What to produce: Below is a block of records: output all of them exactly and leave out the pictures.

(Object point labels)
_ _ _

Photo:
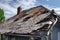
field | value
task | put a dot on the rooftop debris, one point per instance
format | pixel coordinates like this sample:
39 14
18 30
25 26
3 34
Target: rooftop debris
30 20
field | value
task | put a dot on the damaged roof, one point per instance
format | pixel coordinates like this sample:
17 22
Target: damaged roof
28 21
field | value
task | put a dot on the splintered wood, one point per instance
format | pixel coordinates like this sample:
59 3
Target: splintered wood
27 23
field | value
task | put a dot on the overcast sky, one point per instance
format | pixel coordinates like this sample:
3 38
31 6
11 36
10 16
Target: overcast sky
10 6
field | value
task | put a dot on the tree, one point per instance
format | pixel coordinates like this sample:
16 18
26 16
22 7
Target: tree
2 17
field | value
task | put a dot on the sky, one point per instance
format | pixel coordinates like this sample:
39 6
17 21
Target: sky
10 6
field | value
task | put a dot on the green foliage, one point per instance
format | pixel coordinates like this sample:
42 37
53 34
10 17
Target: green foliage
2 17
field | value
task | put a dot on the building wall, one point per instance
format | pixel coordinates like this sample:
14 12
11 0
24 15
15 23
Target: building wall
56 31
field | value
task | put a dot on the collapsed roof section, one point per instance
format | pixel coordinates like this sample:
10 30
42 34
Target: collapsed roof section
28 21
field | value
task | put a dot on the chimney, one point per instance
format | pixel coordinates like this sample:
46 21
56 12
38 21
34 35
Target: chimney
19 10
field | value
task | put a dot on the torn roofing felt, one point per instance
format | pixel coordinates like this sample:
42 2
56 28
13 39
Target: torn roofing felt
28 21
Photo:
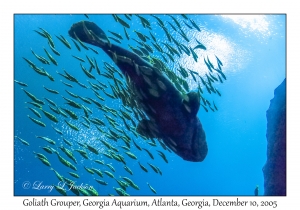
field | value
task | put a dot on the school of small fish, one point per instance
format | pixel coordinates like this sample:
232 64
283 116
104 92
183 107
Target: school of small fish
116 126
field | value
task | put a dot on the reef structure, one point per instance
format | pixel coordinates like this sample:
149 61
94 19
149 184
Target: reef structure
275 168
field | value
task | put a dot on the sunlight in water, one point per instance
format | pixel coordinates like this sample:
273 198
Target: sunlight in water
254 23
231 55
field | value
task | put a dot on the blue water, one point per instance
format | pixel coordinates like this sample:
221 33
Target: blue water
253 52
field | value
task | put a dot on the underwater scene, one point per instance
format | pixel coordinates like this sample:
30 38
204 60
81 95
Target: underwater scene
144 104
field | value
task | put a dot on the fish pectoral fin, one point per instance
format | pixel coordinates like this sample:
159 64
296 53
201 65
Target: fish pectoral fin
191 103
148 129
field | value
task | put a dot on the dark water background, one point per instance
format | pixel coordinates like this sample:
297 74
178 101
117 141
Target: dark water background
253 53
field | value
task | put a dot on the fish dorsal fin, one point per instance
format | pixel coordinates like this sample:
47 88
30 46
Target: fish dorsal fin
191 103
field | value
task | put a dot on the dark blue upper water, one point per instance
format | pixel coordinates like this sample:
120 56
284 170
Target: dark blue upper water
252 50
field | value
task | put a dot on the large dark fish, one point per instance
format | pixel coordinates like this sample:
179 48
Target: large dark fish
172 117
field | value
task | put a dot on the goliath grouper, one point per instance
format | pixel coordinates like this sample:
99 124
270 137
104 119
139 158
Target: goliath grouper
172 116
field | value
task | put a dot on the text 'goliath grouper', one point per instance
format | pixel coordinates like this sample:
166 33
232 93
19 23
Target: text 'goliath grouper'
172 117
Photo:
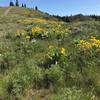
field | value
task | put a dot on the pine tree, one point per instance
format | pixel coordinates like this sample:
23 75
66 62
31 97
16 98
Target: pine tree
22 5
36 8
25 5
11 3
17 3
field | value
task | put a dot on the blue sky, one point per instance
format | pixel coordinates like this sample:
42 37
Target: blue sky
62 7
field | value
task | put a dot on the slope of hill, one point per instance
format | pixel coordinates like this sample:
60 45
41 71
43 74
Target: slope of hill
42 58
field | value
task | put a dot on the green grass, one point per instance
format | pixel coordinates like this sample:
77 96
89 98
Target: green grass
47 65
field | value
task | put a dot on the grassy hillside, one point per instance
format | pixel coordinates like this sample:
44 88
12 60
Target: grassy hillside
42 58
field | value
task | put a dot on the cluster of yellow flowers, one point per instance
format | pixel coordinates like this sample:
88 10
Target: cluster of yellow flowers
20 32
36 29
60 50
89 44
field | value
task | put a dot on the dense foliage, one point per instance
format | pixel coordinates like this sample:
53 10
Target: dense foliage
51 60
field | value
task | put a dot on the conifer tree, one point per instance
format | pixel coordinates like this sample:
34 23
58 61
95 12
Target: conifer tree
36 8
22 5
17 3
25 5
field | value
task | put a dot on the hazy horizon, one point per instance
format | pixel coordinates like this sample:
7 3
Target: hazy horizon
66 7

_ _ _

Answer for the task:
Photo:
field | value
task | put a dot on the rooftop debris, one point per instance
format | pixel coordinates like this sample:
39 14
18 30
25 26
3 34
Target: rooftop debris
30 20
field | value
task | put a dot on the damaged roof, one point per instance
format | pixel coordinates like this sample:
17 22
Target: damaged roof
28 21
field | value
task | put a dot on the splintered wood, one point per instance
format | pixel coordinates like this sample:
59 3
Target: splintered wood
27 23
field | value
task | put a dot on the overcast sky, one point per instance
format | pixel coordinates like this sample:
3 38
31 6
11 36
10 16
Target: overcast sky
10 6
field | value
task | put a dot on the tree, one point per instance
format | pixel coordinates like this sample:
16 18
26 16
22 7
Target: tree
2 17
field | value
task | put a dot on the sky, one point per instance
format | pixel coordinates like this sample:
39 6
17 21
Target: sky
10 6
field | value
task | put a dot on the green foliage, one point per instance
format | pixel coordinates like this sample:
42 37
53 34
10 17
Target: green foliage
2 17
field | value
task | put a dot on the building wall, one point per instance
format | pixel coordinates like this sample:
14 12
11 0
24 15
15 23
Target: building wall
56 31
field | value
task | put a dot on the collapsed roof section, one point per instance
format | pixel coordinates like this sample:
10 30
42 34
Target: collapsed roof section
28 21
field | value
task | put a dot on the chimney, one point per instance
format | pixel coordinates like this sample:
46 21
56 12
38 21
34 35
Target: chimney
19 10
field | value
task | put a dot on the torn roofing felt, one point per instance
format | pixel coordinates like this sample:
42 2
56 28
13 39
Target: torn roofing felt
28 21
Photo:
field | value
task | put a dot on the school of small fish, one point per instance
format | pixel coordinates like this sample:
232 64
283 116
104 92
183 107
Target: school of small fish
116 126
field | value
task | put a dot on the reef structure, one point per instance
format | pixel coordinates like this sample:
149 61
94 19
149 184
Target: reef structure
275 168
field | value
task | put a dot on the sunlight in water, one point per instance
format | pixel coordinates like this sample:
273 198
Target: sunlight in water
254 23
231 55
field | value
task | put a dot on the blue water, one point per instance
format | pixel coordinates like this sample:
221 33
Target: blue water
253 52
field | value
task | put a dot on the underwater scene, one point per instance
format | pixel coordinates like this sample:
30 38
204 60
81 95
Target: underwater scene
144 104
field | value
task | put a dot on the fish pectoral fin, one point per instance
format | pixel coordinates like this sample:
159 64
296 53
201 65
Target: fish pectoral fin
191 103
148 129
field | value
task | put a dot on the dark water background, one point per instance
format | pixel coordinates like this sample:
297 74
178 101
117 141
Target: dark water background
253 53
field | value
task | put a dot on the fish dorsal fin, one point per instance
format | pixel coordinates like this sample:
47 88
30 46
Target: fish dorsal fin
191 103
field | value
task | put a dot on the dark blue upper water, one point per instance
format | pixel coordinates like this sample:
120 56
284 170
Target: dark blue upper water
252 50
field | value
task | put a dot on the large dark fish, one point per instance
format | pixel coordinates like this sample:
179 48
Target: large dark fish
172 117
field | value
task | put a dot on the goliath grouper, one point per instance
format | pixel coordinates like this sample:
99 124
270 137
104 119
139 158
Target: goliath grouper
172 116
field | value
task | put a dot on the text 'goliath grouper', one point per instance
format | pixel coordinates like this sample:
166 33
232 93
19 23
Target: text 'goliath grouper'
172 117
Photo:
field | value
task | put a dot on the pine tree, one point per instance
format | pixel coordinates like this sample:
23 75
66 62
31 97
16 98
Target: pine tree
22 5
36 8
25 5
11 3
17 3
field | value
task | put a dot on the blue sky, one point per instance
format | pixel coordinates like this sample:
42 37
Target: blue sky
62 7
field | value
task | put a dot on the slope of hill, one point per instance
format | pixel coordinates like this sample:
60 45
41 71
43 74
Target: slope of hill
42 58
field | value
task | put a dot on the green grass, one point per instance
format | pixel coordinates like this sample:
77 96
89 98
Target: green grass
47 65
field | value
task | put a dot on the grassy hillside, one point per instance
format | pixel coordinates like this sample:
44 88
12 60
Target: grassy hillside
42 58
field | value
task | put a dot on the cluster of yellow flowers, one point per instance
format | pixel coordinates like this sample:
88 10
Target: cluster of yellow flowers
20 32
36 29
60 50
89 44
field | value
task | put a dot on the dense foliage, one point per instance
format | pixel coordinates like this sample:
53 10
Target: dense foliage
51 60
field | value
task | put a dot on the conifer tree, one point per instance
format | pixel coordinates like this sample:
34 23
58 61
95 12
Target: conifer tree
36 8
22 5
17 3
25 5
field | value
task | put a dot on the hazy horizon, one point per instance
format | pixel coordinates like this sample:
7 3
Target: hazy horizon
66 7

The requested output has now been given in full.